Requirements ▸
a – Reproduce the Black Rob album page from the words "Black Rob chronology" through the words "through Bad Boy.", changing "chronology" to "discography".
b – From the rows below, return word for word the lines beginning at the line that has "outline dry grass" and continuing through the end of the rows.

Page extract ▸
-=-=-=-=-

Studio album by Black Rob
- Released: October 18, 2005
- Recorded: 2005
- Genre: East Coast hip hop
- Length: 66:58
- Label: Bad Boy; Atlantic;
- Producer: Sean "P Diddy" Combs, Deric "D-Dot" Angelettie, Tony Dofat, The Buchanans, Denaun Porter, Coptic, Scram Jones, Buckwild, Nashiem Myrick, True Master

Black Rob chronology
| Life Story (2000) | The Black Rob Report (2005) | Game Tested, Streets Approved (2011) |

= The Black Rob Report =

The Black Rob Report is the second studio album by Black Rob. It was released on October 18, 2005, through Bad Boy.

A music video was made that starts with the first verse of "Star in da Hood" and then cuts to the full song "Ready".

-=-=-=-=-

Data shown ▸
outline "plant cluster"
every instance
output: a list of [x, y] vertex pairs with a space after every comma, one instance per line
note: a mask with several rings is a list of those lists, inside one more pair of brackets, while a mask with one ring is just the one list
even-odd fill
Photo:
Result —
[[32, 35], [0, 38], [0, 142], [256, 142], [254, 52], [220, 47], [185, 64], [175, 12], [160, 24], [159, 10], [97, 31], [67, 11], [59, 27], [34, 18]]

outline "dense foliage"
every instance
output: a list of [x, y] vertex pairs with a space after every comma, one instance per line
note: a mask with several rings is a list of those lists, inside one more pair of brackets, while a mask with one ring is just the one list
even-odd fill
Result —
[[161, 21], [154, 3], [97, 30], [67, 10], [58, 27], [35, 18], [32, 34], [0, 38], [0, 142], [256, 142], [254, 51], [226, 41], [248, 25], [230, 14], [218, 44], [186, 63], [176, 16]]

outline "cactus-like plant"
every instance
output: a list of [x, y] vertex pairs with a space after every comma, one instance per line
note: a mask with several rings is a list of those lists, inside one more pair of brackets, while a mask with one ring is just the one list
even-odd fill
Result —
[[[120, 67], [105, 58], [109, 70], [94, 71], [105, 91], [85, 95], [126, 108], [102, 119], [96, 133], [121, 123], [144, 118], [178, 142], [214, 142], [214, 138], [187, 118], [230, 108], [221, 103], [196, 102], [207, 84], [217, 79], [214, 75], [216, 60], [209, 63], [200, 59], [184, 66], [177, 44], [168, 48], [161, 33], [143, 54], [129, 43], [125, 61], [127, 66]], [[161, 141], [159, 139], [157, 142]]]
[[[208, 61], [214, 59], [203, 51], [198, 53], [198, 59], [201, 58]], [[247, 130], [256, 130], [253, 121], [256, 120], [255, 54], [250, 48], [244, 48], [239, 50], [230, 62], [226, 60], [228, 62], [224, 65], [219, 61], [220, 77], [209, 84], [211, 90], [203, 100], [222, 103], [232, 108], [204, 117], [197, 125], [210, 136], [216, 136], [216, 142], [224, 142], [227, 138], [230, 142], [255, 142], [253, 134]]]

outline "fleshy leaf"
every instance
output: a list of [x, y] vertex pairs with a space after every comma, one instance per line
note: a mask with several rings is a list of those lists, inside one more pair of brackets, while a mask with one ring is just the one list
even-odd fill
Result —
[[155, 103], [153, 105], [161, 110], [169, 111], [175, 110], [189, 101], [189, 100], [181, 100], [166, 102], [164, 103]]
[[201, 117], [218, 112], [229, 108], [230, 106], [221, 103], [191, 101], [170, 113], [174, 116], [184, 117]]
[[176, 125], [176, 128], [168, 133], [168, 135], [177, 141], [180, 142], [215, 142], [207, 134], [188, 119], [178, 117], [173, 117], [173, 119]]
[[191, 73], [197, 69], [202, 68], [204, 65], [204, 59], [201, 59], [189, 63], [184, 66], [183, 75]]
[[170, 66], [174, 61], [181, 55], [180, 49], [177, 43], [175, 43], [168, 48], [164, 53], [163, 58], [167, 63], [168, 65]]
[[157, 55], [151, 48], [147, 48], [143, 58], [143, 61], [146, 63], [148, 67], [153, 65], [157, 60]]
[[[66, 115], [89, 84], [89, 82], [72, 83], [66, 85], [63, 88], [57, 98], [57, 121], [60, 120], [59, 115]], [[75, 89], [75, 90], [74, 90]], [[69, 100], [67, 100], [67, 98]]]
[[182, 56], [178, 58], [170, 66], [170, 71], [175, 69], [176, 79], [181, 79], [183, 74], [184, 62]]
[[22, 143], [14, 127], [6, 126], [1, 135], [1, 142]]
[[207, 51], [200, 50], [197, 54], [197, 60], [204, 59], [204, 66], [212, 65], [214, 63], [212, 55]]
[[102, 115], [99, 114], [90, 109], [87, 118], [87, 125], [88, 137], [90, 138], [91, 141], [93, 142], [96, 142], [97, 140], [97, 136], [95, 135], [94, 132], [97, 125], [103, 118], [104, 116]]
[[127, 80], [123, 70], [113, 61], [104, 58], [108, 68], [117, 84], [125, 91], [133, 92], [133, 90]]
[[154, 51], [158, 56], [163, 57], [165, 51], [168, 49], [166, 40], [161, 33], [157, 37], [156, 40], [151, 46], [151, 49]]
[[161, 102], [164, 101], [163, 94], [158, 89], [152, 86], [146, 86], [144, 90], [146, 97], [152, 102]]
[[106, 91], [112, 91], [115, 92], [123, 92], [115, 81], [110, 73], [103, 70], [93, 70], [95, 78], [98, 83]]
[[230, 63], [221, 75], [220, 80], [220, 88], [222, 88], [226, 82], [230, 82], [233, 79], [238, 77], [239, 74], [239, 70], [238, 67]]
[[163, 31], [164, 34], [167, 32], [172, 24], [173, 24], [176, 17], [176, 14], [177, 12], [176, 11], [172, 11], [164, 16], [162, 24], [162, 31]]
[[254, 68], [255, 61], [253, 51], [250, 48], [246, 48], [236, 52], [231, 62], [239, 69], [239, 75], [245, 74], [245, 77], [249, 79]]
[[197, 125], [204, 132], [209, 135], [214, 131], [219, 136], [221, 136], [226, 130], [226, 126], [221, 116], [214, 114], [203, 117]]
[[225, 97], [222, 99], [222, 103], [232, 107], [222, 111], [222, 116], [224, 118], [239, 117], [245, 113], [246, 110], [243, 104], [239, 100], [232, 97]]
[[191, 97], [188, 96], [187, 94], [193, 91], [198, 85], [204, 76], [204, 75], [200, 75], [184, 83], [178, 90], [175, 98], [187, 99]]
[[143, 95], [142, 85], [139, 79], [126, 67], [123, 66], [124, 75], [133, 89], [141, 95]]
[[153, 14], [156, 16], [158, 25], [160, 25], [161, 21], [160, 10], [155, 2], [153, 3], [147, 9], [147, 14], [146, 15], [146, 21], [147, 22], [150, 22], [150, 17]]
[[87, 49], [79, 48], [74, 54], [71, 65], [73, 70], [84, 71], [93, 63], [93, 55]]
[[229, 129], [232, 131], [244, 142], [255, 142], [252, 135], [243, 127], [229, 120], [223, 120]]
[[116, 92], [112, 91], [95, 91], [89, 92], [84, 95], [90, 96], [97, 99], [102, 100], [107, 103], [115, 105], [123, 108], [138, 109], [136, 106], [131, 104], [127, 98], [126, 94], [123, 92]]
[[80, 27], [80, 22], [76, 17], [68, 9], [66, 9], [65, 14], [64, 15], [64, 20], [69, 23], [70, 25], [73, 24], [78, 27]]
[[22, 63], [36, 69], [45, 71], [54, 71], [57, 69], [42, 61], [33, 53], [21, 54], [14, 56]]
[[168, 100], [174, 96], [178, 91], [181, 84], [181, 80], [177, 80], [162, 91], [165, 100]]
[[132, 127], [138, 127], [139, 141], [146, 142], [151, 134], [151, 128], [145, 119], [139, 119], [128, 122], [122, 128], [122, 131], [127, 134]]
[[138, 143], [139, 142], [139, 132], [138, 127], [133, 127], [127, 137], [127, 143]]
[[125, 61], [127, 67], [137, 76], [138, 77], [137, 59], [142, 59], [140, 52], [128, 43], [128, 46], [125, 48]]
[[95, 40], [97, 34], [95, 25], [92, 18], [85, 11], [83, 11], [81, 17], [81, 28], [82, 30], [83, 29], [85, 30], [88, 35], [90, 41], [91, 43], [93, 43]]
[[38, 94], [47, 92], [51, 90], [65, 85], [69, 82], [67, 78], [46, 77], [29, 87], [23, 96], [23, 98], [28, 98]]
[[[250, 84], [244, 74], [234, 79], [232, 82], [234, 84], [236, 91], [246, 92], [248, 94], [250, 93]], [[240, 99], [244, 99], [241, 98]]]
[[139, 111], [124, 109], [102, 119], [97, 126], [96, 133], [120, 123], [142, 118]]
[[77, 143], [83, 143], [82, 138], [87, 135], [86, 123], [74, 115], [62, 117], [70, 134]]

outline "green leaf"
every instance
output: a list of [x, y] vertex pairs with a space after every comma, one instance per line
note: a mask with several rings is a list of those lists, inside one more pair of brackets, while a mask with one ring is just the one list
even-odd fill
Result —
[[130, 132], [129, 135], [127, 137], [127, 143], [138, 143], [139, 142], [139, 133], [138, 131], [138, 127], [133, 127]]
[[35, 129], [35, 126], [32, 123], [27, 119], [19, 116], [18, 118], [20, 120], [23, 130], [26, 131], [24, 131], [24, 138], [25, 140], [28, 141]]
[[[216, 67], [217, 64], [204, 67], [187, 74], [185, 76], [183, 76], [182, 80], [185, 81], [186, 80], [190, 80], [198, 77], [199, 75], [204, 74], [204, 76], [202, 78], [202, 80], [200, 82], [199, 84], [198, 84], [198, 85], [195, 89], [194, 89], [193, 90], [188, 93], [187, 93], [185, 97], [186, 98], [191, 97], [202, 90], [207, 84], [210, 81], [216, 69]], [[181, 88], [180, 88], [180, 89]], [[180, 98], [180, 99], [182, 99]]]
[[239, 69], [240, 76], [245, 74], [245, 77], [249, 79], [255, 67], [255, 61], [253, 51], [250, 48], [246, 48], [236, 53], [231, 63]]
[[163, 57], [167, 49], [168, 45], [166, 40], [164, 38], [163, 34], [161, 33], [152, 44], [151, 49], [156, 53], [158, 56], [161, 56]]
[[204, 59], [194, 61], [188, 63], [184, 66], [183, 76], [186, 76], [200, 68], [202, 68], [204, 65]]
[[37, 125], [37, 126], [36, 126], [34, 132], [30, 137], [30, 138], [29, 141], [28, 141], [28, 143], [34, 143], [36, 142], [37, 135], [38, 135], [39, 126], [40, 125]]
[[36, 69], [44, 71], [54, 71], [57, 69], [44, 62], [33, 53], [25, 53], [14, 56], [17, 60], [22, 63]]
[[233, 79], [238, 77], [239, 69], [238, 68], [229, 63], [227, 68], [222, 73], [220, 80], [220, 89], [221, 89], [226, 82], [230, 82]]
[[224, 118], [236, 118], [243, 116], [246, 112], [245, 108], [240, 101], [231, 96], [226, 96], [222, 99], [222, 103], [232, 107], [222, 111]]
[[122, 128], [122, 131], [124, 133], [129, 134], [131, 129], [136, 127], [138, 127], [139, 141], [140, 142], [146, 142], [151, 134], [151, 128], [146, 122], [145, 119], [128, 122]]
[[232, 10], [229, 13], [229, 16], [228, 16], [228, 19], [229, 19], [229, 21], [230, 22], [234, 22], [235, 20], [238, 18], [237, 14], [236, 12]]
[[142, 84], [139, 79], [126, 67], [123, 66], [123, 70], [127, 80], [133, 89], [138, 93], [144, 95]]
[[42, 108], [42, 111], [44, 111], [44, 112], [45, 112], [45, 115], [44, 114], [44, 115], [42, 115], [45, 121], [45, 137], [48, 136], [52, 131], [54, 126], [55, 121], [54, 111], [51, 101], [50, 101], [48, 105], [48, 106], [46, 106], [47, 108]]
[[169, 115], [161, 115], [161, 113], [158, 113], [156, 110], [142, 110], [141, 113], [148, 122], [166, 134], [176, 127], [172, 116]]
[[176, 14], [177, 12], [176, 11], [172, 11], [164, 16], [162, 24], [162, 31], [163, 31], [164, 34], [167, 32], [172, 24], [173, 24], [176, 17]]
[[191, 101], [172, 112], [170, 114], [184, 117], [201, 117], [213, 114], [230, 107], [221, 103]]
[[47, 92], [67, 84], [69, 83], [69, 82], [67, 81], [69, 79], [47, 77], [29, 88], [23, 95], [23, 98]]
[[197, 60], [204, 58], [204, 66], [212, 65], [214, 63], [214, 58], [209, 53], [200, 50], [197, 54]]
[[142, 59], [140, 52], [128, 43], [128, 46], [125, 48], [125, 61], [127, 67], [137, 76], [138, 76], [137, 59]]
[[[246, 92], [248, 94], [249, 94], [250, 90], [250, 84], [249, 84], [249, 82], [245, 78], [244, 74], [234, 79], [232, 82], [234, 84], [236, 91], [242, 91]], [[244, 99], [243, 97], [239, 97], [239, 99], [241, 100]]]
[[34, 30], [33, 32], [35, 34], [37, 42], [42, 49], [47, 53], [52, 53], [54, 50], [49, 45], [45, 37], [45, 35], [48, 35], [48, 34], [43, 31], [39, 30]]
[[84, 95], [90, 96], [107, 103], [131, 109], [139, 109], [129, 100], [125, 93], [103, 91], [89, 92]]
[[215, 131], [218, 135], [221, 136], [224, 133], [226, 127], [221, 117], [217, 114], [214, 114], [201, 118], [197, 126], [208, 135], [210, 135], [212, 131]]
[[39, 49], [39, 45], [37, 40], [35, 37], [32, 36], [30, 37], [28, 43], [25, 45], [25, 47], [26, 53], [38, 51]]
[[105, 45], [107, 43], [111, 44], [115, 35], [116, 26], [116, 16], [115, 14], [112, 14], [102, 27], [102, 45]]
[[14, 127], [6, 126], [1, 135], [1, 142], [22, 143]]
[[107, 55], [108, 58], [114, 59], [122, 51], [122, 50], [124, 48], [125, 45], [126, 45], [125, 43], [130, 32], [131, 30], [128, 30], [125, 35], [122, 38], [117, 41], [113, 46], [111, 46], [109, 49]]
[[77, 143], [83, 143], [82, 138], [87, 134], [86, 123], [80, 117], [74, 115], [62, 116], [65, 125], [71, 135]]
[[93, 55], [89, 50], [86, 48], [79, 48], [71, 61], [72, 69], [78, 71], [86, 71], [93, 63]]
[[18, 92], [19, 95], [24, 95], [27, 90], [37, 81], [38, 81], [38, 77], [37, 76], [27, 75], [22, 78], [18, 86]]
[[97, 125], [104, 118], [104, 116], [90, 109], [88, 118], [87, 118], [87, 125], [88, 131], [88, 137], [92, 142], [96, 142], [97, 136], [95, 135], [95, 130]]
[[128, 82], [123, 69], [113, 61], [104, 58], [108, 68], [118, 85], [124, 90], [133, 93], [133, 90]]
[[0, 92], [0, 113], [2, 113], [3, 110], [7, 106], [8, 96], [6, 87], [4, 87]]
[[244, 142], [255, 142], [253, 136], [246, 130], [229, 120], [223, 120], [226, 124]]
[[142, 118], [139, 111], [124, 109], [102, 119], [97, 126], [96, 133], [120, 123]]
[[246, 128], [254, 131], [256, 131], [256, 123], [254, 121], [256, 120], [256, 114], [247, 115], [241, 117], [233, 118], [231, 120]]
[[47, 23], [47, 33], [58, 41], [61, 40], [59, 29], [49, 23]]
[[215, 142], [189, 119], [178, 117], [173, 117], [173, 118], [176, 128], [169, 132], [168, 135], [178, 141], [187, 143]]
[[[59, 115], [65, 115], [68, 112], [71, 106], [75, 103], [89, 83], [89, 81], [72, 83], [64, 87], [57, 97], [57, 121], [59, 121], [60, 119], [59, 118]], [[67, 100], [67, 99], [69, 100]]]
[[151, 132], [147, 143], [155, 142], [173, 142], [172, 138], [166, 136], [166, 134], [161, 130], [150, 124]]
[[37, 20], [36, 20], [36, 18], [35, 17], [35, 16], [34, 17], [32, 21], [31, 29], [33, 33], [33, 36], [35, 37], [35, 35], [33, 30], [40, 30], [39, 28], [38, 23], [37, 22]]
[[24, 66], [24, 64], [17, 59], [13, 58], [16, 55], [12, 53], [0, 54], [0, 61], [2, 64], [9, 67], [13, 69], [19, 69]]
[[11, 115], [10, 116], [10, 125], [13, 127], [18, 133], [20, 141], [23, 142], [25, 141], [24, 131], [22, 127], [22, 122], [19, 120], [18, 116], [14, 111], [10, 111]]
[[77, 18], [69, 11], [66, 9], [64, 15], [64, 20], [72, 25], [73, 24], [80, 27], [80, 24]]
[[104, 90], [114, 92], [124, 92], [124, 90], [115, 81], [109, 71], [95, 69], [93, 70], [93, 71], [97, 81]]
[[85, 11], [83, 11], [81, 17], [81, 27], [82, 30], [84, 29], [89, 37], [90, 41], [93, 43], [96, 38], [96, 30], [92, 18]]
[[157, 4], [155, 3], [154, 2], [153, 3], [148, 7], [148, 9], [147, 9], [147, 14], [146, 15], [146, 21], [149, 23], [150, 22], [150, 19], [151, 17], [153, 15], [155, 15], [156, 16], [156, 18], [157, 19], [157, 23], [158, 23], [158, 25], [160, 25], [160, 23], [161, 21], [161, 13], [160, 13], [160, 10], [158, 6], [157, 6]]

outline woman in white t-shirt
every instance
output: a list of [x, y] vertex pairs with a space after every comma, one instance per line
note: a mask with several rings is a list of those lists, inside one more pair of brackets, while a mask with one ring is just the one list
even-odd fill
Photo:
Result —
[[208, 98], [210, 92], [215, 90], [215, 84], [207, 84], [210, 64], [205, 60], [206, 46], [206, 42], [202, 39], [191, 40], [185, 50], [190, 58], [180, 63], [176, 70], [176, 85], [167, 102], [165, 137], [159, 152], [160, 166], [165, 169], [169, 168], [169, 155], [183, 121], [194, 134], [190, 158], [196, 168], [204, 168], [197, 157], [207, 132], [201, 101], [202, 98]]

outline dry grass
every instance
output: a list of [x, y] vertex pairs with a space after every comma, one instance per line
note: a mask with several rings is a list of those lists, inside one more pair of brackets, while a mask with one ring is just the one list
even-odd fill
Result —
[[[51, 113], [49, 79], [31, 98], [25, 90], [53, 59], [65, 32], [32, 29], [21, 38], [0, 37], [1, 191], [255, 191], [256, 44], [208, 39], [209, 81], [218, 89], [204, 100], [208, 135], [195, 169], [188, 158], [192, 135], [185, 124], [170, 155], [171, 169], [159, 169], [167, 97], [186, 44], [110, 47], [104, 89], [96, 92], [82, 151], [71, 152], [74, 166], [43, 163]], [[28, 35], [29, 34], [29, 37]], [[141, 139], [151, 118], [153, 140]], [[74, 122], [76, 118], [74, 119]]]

-=-=-=-=-

Solutions per task ▸
a –
Black Rob discography
| Life Story (2000) | The Black Rob Report (2005) | Game Tested, Streets Approved (2011) |

= The Black Rob Report =

The Black Rob Report is the second studio album by Black Rob. It was released on October 18, 2005, through Bad Boy.

b –
outline dry grass
every instance
output: a list of [x, y] vertex pairs with a space after every comma, one instance per line
note: a mask with several rings is a list of those lists, inside one more pair of brackets, while a mask with one ring is just the one list
even-odd fill
Result —
[[[51, 113], [49, 79], [31, 98], [25, 90], [53, 59], [65, 32], [32, 29], [21, 38], [0, 37], [1, 191], [255, 191], [256, 44], [208, 39], [209, 81], [218, 89], [204, 100], [208, 135], [195, 169], [188, 158], [192, 135], [185, 124], [170, 155], [171, 169], [159, 169], [167, 97], [186, 44], [110, 47], [104, 89], [96, 92], [82, 151], [71, 152], [74, 166], [43, 163]], [[28, 35], [29, 34], [29, 37]], [[141, 139], [151, 118], [153, 140]], [[74, 122], [76, 118], [74, 119]]]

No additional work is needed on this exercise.